Work instructions - The word "church" may appear in some lines of the data; copy every such line.
---------- Information shown
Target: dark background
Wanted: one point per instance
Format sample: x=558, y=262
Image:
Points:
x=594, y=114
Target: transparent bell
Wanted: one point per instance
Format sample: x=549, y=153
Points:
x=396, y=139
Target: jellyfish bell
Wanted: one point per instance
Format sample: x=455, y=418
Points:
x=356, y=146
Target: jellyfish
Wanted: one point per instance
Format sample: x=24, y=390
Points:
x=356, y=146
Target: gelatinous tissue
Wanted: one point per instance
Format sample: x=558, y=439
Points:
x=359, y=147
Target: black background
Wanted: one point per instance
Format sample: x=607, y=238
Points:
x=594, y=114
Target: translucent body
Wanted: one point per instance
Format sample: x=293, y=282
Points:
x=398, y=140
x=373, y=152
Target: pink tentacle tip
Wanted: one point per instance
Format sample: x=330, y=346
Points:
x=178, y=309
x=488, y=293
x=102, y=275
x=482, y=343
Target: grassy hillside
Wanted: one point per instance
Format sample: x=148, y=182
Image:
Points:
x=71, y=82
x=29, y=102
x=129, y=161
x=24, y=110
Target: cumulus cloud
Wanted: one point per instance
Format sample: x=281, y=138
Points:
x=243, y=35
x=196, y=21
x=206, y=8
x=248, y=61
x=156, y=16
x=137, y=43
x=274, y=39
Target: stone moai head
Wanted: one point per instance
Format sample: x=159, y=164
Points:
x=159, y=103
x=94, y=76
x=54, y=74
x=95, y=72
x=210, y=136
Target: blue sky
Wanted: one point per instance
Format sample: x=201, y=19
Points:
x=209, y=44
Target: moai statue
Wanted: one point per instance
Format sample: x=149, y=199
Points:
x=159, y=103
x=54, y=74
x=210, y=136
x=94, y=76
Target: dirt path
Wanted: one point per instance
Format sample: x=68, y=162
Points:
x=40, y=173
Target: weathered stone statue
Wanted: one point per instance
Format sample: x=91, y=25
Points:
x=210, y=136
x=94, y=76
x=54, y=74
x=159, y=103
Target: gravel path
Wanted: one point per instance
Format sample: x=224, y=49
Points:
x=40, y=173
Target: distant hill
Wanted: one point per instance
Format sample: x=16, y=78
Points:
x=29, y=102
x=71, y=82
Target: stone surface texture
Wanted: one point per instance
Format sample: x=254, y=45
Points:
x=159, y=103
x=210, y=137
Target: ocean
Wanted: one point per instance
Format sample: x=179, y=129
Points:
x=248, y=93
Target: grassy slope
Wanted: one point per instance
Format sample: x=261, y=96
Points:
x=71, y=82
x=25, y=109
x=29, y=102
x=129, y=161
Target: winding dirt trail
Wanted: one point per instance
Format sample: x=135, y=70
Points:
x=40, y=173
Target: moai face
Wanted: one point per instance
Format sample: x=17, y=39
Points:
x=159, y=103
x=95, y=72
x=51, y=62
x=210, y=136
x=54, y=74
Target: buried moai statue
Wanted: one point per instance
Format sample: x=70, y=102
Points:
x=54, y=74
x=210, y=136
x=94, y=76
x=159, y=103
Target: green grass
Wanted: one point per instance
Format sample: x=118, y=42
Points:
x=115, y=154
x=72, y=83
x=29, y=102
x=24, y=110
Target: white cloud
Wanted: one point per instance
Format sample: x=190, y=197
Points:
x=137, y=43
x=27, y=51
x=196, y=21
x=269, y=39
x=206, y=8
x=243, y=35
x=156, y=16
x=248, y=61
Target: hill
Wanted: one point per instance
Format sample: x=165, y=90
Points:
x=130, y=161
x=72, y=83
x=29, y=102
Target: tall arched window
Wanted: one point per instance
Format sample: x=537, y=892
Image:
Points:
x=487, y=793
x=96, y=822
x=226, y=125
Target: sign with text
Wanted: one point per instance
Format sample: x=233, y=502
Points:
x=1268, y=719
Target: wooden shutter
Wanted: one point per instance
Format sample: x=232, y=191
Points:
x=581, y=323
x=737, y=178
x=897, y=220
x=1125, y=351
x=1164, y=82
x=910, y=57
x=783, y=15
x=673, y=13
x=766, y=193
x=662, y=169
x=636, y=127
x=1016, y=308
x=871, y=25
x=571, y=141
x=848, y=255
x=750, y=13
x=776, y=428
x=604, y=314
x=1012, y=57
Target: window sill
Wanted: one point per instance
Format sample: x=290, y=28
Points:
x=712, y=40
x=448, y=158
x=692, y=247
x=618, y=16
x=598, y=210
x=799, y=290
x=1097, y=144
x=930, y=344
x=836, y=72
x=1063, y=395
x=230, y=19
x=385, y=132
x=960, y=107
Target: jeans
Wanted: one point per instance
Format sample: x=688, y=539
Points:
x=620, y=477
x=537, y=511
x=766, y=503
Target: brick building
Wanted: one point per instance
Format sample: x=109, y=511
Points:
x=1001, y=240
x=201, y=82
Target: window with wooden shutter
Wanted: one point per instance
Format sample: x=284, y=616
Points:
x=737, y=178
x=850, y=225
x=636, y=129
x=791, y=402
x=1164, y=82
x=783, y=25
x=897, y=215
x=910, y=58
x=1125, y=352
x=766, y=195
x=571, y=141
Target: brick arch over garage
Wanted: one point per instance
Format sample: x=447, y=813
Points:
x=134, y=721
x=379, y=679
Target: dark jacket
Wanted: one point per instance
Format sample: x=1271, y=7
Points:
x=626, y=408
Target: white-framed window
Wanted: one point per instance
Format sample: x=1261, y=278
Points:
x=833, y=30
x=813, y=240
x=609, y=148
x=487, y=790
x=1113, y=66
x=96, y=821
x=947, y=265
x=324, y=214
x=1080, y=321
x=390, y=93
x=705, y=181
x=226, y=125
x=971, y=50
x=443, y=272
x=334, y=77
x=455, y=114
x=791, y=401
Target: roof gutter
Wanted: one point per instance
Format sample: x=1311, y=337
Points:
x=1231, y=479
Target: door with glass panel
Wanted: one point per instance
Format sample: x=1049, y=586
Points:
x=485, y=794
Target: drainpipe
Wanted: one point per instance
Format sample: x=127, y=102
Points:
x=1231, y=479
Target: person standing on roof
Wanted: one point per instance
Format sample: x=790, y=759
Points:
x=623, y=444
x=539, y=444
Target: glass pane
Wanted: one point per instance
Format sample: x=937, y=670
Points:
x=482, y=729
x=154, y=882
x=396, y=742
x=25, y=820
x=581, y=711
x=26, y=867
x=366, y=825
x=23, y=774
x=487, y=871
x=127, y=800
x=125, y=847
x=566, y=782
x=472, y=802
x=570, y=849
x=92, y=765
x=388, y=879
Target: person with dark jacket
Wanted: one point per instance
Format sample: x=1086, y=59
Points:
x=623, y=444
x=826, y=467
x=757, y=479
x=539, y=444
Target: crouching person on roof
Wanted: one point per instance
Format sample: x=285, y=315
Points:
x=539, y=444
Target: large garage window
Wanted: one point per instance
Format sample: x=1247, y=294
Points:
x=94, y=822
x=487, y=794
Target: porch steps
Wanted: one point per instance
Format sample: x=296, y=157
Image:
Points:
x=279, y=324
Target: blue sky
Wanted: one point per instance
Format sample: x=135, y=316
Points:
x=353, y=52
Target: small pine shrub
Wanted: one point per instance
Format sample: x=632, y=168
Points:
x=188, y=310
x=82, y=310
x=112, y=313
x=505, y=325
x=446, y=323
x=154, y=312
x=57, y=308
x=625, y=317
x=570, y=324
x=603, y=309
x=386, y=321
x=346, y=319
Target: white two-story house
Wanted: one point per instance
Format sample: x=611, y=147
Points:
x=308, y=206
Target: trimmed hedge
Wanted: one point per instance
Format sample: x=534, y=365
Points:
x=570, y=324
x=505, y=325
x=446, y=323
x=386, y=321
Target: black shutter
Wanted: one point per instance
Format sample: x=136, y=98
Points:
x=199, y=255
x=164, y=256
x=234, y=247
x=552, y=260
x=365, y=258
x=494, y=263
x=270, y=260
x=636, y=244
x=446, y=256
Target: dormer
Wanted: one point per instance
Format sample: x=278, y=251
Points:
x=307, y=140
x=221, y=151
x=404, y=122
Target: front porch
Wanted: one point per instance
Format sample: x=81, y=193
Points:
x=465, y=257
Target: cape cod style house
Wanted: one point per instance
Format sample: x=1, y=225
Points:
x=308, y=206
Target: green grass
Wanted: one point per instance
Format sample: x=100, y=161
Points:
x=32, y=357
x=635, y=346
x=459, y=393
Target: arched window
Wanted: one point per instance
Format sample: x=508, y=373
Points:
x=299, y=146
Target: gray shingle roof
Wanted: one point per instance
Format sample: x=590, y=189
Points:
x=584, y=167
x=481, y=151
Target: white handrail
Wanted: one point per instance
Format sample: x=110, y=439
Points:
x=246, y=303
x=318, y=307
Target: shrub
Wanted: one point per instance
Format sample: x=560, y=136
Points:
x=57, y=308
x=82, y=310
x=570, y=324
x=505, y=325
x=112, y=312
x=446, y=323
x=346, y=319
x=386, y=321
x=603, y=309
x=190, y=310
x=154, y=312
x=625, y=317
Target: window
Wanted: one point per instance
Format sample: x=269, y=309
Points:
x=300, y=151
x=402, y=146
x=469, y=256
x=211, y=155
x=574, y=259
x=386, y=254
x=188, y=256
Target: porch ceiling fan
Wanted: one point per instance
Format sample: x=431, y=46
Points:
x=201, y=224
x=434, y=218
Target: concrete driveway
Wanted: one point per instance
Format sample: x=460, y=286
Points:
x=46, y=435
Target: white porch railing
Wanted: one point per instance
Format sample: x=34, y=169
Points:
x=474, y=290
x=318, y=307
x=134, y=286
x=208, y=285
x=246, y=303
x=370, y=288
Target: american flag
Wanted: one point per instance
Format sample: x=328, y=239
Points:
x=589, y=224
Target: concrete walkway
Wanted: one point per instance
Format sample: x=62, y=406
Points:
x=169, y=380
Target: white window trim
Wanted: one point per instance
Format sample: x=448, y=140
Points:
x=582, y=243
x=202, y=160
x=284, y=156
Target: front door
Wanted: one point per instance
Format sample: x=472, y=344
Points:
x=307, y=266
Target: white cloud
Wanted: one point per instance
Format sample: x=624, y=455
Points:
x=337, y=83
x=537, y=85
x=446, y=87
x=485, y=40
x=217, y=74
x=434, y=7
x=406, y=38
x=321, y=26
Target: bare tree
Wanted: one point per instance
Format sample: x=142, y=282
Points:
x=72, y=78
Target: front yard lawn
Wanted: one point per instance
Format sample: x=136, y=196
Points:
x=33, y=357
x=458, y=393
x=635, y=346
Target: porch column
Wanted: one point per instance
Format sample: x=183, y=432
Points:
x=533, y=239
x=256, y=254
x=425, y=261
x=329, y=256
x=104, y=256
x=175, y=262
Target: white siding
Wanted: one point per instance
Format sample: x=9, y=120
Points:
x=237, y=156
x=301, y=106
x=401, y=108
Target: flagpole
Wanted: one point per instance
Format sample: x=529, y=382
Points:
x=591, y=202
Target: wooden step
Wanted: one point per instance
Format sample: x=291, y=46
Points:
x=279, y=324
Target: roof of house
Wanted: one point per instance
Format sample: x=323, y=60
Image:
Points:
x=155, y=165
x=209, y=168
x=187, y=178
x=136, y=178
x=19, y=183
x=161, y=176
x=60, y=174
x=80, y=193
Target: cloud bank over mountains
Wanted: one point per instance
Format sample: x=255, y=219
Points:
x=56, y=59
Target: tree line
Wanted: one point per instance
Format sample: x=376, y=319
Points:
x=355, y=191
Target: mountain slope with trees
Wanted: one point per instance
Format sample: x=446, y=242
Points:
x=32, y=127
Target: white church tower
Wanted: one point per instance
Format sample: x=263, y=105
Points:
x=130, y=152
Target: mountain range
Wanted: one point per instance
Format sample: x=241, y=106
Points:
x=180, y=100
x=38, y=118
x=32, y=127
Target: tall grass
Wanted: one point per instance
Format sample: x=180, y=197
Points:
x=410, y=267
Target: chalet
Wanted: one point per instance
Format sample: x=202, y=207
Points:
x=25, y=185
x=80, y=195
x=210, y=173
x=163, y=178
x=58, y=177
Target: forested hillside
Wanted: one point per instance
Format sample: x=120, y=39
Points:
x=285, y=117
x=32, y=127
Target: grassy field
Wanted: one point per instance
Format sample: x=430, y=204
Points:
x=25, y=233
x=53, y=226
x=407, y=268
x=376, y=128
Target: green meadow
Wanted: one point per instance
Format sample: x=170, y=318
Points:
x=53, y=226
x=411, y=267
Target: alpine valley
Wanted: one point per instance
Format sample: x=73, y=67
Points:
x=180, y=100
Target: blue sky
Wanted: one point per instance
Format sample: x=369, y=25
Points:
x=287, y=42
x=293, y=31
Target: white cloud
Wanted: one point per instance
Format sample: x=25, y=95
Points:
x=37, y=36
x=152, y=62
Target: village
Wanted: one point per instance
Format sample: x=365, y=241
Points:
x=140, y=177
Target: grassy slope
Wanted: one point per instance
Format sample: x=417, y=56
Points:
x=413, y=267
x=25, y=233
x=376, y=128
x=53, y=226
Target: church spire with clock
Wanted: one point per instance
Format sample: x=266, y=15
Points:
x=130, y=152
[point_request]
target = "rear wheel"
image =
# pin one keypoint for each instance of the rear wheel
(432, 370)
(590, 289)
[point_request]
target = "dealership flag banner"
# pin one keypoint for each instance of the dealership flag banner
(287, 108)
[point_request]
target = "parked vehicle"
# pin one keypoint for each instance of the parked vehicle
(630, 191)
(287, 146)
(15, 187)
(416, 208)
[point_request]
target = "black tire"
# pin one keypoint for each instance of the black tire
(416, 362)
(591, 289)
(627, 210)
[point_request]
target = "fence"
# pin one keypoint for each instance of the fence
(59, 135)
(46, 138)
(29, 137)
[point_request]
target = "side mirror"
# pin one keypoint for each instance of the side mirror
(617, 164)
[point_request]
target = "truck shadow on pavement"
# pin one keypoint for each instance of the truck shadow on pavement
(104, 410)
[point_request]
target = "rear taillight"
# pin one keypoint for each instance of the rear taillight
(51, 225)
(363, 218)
--------------------
Written answer -
Target: white church tower
Target: church spire with clock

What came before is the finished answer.